JOB:
Every line of the material that follows must be printed again exactly.

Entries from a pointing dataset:
------------------------

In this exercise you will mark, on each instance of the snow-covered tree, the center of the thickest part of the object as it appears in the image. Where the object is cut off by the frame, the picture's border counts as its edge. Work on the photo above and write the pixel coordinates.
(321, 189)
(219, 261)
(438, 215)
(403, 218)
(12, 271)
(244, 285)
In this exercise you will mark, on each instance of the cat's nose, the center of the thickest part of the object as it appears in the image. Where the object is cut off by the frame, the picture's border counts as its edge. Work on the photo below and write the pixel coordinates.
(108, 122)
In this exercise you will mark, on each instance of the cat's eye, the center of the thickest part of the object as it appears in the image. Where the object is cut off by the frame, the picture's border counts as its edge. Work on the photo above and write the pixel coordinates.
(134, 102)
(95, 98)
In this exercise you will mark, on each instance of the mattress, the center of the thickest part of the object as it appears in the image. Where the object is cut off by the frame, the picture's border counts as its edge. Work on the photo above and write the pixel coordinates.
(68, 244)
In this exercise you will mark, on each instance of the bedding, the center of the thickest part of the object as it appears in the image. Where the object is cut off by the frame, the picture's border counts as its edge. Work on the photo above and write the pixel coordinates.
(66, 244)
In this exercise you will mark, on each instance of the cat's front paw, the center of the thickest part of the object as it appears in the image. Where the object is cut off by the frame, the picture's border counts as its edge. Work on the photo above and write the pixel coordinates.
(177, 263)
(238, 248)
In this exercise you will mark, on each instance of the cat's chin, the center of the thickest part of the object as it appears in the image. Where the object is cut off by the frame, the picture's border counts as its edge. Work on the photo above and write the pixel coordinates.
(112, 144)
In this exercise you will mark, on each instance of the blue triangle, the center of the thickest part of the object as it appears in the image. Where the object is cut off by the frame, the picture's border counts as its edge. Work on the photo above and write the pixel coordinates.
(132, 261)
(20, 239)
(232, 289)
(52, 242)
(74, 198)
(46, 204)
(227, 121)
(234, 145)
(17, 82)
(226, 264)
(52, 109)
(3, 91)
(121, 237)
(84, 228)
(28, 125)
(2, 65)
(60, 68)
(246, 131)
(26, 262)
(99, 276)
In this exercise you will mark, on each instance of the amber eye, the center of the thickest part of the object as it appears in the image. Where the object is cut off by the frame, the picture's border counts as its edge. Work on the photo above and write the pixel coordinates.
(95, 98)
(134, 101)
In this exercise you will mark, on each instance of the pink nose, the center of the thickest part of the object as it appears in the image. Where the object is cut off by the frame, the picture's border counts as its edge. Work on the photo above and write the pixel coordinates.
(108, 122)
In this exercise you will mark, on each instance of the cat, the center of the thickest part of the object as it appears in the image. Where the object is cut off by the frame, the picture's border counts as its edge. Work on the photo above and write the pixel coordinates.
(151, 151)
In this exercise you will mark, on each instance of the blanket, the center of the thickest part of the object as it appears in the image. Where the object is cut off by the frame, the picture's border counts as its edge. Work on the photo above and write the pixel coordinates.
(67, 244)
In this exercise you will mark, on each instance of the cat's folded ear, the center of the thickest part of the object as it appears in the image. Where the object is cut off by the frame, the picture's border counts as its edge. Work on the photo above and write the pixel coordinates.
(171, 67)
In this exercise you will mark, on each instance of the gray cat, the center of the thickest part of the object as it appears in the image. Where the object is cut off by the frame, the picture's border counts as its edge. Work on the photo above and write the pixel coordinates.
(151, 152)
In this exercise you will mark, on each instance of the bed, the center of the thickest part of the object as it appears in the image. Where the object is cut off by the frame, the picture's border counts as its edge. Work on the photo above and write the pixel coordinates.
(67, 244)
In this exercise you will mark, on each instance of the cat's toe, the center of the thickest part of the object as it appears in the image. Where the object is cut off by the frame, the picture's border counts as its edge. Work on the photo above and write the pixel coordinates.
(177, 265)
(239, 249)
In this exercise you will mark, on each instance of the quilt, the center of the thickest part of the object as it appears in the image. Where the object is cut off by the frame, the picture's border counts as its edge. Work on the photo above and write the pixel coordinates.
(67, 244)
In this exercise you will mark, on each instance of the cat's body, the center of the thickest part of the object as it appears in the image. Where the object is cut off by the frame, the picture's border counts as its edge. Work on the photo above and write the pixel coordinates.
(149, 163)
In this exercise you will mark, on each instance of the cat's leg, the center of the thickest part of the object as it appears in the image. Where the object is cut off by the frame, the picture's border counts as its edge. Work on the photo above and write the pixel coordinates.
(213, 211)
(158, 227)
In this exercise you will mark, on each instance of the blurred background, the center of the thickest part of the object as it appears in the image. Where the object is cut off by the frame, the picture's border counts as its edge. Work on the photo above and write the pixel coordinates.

------------------------

WRITTEN ANSWER:
In this exercise you will mark, on each instance of the snow-covered tree, the center of the thickest part of the object as it appears in the image. Where the object is cut off by the frame, the picture's border counts as its edge. Work on the photo above and write the pixel coordinates.
(321, 189)
(219, 261)
(438, 215)
(403, 218)
(12, 271)
(244, 285)
In this exercise you will mark, on each instance of the cat's nose, the center of the thickest part of the object as it appears in the image. Where the object is cut off by the frame, the picture's border counts as its edge. Work on the photo below and write the pixel coordinates.
(108, 122)
In this exercise you will mark, on each instance of the cat's eye, the center of the thickest part of the object as it appears in the image. Where the object is cut off by the frame, the picture's border counts as its edge. Work on the photo above and write the pixel coordinates.
(134, 102)
(95, 98)
In this exercise you will mark, on each instance of the mattress, the center of the thickest part of the object as it appears in the image. Where the object is cut off by the frame, the picture's border counts as its edge. Work on the photo above and write the pixel coordinates.
(68, 244)
In this exercise you will mark, on each instance of the bedding, the center of the thickest part of the object as it appears in the image. Where the object is cut off by the frame, the picture's border counts as its edge. Work on the photo above and write the pixel coordinates.
(66, 244)
In this exercise you will mark, on each instance of the cat's front paw, the center of the thickest part of the object as it appears in the image. Where the object is cut off by the frame, the picture's border counts as its edge. Work on the photo above and write the pixel coordinates.
(177, 263)
(238, 248)
In this exercise you will mark, on each instance of the cat's chin, the center of the thickest part of the object as it appears in the image. Where the object is cut off by the frame, the picture's border counts as its edge. Work on the photo above and write the pixel coordinates.
(112, 144)
In this exercise you will mark, on each instance of the blue triangle, the center of the thickest part of the object as it appears in the image. Where the object is cut off by the frame, the picture's border counts as its edge. Work on the photo above and write the pixel coordinates.
(132, 261)
(20, 239)
(232, 289)
(52, 242)
(74, 198)
(46, 204)
(227, 121)
(234, 145)
(17, 82)
(226, 264)
(52, 109)
(3, 91)
(121, 237)
(84, 228)
(28, 125)
(2, 65)
(60, 68)
(246, 131)
(26, 262)
(99, 276)
In this exercise you will mark, on each instance of the amber eye, the center of the thickest part of the object as it appears in the image. Where the object is cut off by the frame, the picture's border counts as its edge. Work on the photo above and write the pixel coordinates.
(95, 98)
(134, 101)
In this exercise you will mark, on each instance of the pink nose, the center of the thickest part of the object as it appears in the image. Where the object is cut off by the frame, the picture's border counts as its edge. Work on the photo above and write the pixel coordinates.
(108, 122)
In this exercise you will mark, on each instance of the cat, the center of the thickest part of the object as it appears in the image. Where the object is cut off by the frame, the picture's border counts as its edge. Work on the photo above and write the pixel coordinates.
(151, 151)
In this exercise you will mark, on each instance of the blanket, the center of the thickest part of the object as it appears in the image. Where the object is cut off by the frame, the picture's border counts as its edge. Work on the photo above and write the pixel coordinates.
(67, 244)
In this exercise you will mark, on each instance of the cat's folded ear, the center of the thickest part of the object as it appears in the image. Where the object is cut off by the frame, the picture's border counts as its edge. Work on the photo above and write the pixel coordinates.
(171, 67)
In this exercise you will mark, on each instance of the gray cat, the center of the thickest part of the object as it appears in the image. Where the object is cut off by the frame, the picture's border counts as its edge. Work on the photo above and write the pixel coordinates.
(151, 152)
In this exercise you will mark, on each instance of the bed, the center of the thickest part of the object as it appears in the image. Where the object is cut off by the frame, the picture's border counts as its edge. Work on the photo above and write the pixel coordinates.
(67, 244)
In this exercise you will mark, on each instance of the cat's toe, the center of the thickest part of the object as it appears in the image. Where the object is cut off by the frame, the picture's border counts as its edge. Work on the photo above and write the pixel coordinates.
(177, 265)
(239, 249)
In this exercise you will mark, on each instance of the quilt, the center of the thickest part of the object as it appears in the image. Where the object is cut off by the frame, the picture's border counts as its edge. Work on the photo above and write the pixel coordinates.
(67, 244)
In this exercise you will mark, on each instance of the cat's body, the center of the thickest part of the object as it appears in the image. Where the object is cut off by the frame, the picture's border counts as its edge. Work on the photo above and write the pixel coordinates.
(149, 163)
In this exercise you will mark, on each instance of the cat's leg, the center of the thickest part of the object as it appears in the image. Where the object is cut off by the frame, the picture's border counts as its edge. Work on the photo above and write the pixel coordinates.
(213, 211)
(158, 227)
In this exercise you will mark, on each instance of the blurred background, the center of the thickest part of the object as it appears in the image. Where the object is cut off by the frame, the picture's border counts as its edge. Work on the photo above and write the pixel coordinates.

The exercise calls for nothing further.